=== Provided entries ===

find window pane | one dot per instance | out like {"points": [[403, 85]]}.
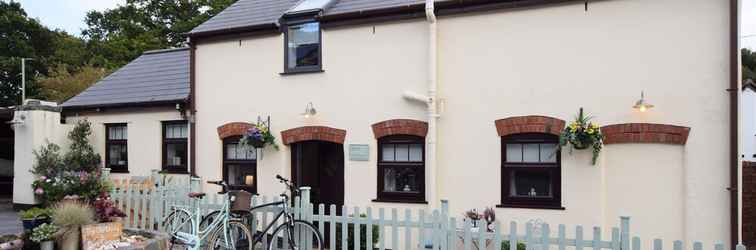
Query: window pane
{"points": [[416, 152], [530, 153], [548, 153], [303, 45], [401, 180], [402, 152], [530, 184], [241, 175], [118, 155], [117, 133], [175, 154], [388, 152], [514, 152]]}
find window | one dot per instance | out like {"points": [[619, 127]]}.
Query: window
{"points": [[239, 166], [175, 146], [531, 171], [116, 148], [302, 46], [401, 168]]}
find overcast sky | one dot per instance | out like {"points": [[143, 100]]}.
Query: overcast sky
{"points": [[69, 15]]}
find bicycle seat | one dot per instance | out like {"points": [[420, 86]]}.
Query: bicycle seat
{"points": [[196, 195]]}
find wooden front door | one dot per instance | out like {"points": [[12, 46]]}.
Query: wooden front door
{"points": [[319, 165]]}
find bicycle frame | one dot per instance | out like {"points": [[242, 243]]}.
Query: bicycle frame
{"points": [[197, 235]]}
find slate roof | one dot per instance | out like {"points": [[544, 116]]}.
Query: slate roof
{"points": [[160, 76]]}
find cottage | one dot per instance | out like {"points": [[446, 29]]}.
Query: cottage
{"points": [[405, 103]]}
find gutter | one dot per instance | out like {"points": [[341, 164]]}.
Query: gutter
{"points": [[734, 189], [431, 166]]}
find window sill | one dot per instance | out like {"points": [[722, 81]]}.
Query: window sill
{"points": [[533, 206], [168, 171], [297, 72], [400, 201], [119, 171]]}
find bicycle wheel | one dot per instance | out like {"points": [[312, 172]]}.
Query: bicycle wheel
{"points": [[299, 236], [236, 236], [178, 221]]}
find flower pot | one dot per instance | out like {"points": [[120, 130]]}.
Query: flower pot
{"points": [[71, 239], [30, 224], [47, 245]]}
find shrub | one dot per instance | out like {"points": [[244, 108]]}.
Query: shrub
{"points": [[520, 245], [44, 232], [350, 236], [72, 214], [34, 213]]}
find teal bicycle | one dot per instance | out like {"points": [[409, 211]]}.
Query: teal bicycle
{"points": [[224, 232]]}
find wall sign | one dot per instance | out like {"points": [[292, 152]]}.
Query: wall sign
{"points": [[96, 234], [359, 152]]}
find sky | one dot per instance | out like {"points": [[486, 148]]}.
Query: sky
{"points": [[69, 15]]}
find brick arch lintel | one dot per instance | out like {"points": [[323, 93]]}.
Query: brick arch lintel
{"points": [[529, 124], [233, 129], [645, 133], [313, 133], [400, 127]]}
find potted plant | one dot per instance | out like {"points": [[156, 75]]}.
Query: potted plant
{"points": [[582, 134], [33, 217], [258, 136], [70, 216], [44, 234], [106, 210]]}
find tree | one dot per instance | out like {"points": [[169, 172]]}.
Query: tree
{"points": [[117, 36], [62, 83]]}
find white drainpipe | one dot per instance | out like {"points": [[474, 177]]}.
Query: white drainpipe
{"points": [[430, 166]]}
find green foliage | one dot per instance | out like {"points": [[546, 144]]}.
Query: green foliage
{"points": [[44, 232], [77, 173], [73, 214], [34, 213], [582, 134], [81, 155], [363, 236], [48, 160], [520, 245], [64, 83]]}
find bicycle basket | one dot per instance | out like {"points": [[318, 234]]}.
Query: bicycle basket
{"points": [[240, 200]]}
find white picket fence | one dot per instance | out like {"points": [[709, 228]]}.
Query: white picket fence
{"points": [[147, 200]]}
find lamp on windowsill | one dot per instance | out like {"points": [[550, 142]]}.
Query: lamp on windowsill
{"points": [[309, 111], [249, 180], [642, 105]]}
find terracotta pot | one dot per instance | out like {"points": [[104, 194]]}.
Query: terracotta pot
{"points": [[47, 245], [70, 239]]}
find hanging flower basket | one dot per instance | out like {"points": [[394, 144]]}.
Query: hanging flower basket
{"points": [[583, 134], [258, 136]]}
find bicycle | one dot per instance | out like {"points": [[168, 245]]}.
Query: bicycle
{"points": [[289, 234], [224, 232]]}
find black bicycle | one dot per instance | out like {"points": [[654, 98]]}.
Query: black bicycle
{"points": [[291, 234]]}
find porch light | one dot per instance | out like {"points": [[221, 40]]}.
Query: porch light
{"points": [[642, 105], [309, 110]]}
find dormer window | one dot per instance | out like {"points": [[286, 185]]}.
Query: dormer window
{"points": [[302, 47]]}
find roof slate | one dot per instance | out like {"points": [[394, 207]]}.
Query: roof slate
{"points": [[154, 77]]}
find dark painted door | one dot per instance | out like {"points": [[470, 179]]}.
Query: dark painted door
{"points": [[320, 165]]}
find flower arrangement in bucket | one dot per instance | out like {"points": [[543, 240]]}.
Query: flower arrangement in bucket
{"points": [[582, 134], [258, 136]]}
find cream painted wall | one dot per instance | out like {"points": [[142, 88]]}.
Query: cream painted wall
{"points": [[542, 61], [144, 135]]}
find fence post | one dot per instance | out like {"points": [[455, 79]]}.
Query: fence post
{"points": [[625, 232], [105, 174]]}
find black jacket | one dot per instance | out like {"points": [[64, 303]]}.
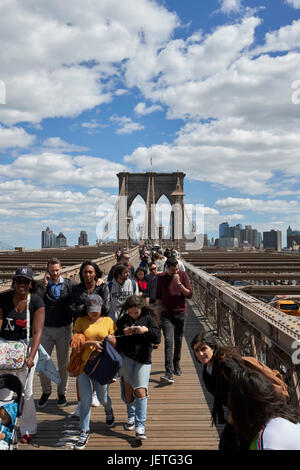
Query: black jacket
{"points": [[218, 385], [58, 312], [138, 347]]}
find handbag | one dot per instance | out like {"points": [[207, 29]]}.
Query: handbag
{"points": [[13, 354], [104, 366]]}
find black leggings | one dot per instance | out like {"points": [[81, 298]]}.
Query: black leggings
{"points": [[229, 440]]}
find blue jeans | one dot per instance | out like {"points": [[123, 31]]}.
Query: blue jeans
{"points": [[137, 375], [86, 391], [173, 329]]}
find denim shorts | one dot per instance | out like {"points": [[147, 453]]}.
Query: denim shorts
{"points": [[135, 373]]}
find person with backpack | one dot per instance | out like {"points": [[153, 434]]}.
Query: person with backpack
{"points": [[219, 362], [140, 277], [137, 330], [120, 288], [260, 414]]}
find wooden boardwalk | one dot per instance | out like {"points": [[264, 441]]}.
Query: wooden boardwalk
{"points": [[178, 414]]}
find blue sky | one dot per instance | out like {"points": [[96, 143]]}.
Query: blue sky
{"points": [[210, 88]]}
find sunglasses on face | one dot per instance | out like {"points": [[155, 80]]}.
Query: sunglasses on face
{"points": [[22, 281]]}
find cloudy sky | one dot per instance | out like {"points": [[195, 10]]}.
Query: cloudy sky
{"points": [[207, 87]]}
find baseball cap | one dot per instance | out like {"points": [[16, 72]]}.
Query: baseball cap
{"points": [[94, 303], [24, 271]]}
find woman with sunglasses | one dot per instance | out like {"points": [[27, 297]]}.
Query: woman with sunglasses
{"points": [[137, 330], [13, 326]]}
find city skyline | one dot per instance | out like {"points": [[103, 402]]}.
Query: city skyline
{"points": [[211, 89]]}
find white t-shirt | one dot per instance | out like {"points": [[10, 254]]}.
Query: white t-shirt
{"points": [[281, 434]]}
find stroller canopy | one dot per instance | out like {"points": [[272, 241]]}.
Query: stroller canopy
{"points": [[12, 383]]}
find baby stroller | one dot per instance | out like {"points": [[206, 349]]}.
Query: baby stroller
{"points": [[14, 406]]}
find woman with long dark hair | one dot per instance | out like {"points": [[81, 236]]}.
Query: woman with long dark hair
{"points": [[90, 283], [94, 326], [137, 330], [215, 358], [142, 282], [13, 327], [260, 414]]}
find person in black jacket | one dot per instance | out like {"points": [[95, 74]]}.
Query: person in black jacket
{"points": [[56, 294], [219, 363], [137, 330]]}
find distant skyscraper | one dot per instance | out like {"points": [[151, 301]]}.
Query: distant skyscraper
{"points": [[272, 239], [83, 238], [222, 227], [48, 238], [292, 236], [61, 241]]}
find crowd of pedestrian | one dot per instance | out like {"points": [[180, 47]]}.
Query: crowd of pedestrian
{"points": [[130, 310]]}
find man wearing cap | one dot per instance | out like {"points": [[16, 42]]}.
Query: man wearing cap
{"points": [[56, 293], [173, 287]]}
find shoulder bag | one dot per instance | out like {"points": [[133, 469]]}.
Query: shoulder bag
{"points": [[13, 354]]}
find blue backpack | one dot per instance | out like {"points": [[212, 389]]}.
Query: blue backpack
{"points": [[104, 366]]}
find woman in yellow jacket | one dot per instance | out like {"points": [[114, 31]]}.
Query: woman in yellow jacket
{"points": [[95, 327]]}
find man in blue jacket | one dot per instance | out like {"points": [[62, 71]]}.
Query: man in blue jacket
{"points": [[56, 293]]}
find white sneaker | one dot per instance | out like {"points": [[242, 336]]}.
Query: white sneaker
{"points": [[82, 441], [77, 411], [95, 401]]}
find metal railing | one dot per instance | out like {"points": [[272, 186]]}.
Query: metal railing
{"points": [[256, 328]]}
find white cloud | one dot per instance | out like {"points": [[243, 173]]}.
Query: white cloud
{"points": [[126, 125], [287, 38], [143, 110], [15, 137], [293, 3], [60, 169], [59, 145], [229, 153], [229, 6], [276, 206], [54, 67]]}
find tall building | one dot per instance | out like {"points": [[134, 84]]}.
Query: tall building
{"points": [[222, 227], [48, 238], [233, 232], [250, 235], [61, 241], [272, 239], [83, 238], [292, 236]]}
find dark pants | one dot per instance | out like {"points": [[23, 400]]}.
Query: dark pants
{"points": [[229, 440], [173, 329]]}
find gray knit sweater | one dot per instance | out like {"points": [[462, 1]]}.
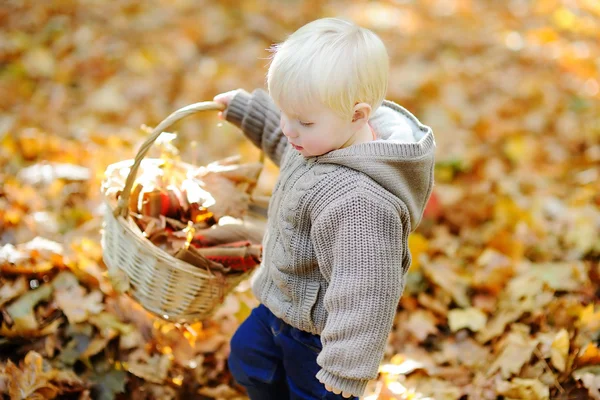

===

# Aim of the task
All lines from the beginning of the material above through the line holding "find bicycle wheel" are to be given again exactly, and no others; pictures do not go in.

# Exercise result
find window pane | one dot per instance | out like {"points": [[403, 85]]}.
Query: window pane
{"points": [[416, 152], [530, 153], [548, 153], [303, 45], [401, 180], [402, 152], [530, 184], [241, 175], [118, 155], [117, 133], [175, 154], [388, 152], [514, 152]]}
find window | one dot per instance | out like {"points": [[619, 127]]}.
Query: window
{"points": [[239, 166], [175, 146], [531, 171], [116, 148], [302, 46], [401, 168]]}
find overcast sky | one dot per instance | out like {"points": [[143, 100]]}.
Query: overcast sky
{"points": [[69, 15]]}
find bicycle seat | one dot per instance | out like {"points": [[420, 86]]}.
Query: bicycle seat
{"points": [[196, 195]]}
find wooden front door | one dot per instance | out like {"points": [[12, 46]]}.
Query: wooden front door
{"points": [[319, 165]]}
find bicycle frame | one dot per instance | out like {"points": [[242, 243]]}.
Query: bicycle frame
{"points": [[197, 235]]}
find slate roof | one dot per instance | out like {"points": [[544, 116]]}.
Query: slate roof
{"points": [[160, 76]]}
find cottage | one dot per instance | out like {"points": [[446, 29]]}.
Query: cottage
{"points": [[405, 103]]}
find gutter | one dot per instance | out like {"points": [[341, 164]]}.
Query: gutter
{"points": [[734, 189], [431, 166]]}
find window sill | one dot per instance | out like {"points": [[722, 81]]}.
Query: window sill
{"points": [[533, 206], [168, 171], [297, 72], [400, 201], [119, 171]]}
find bicycle wheel | one dot per instance | out like {"points": [[312, 172]]}.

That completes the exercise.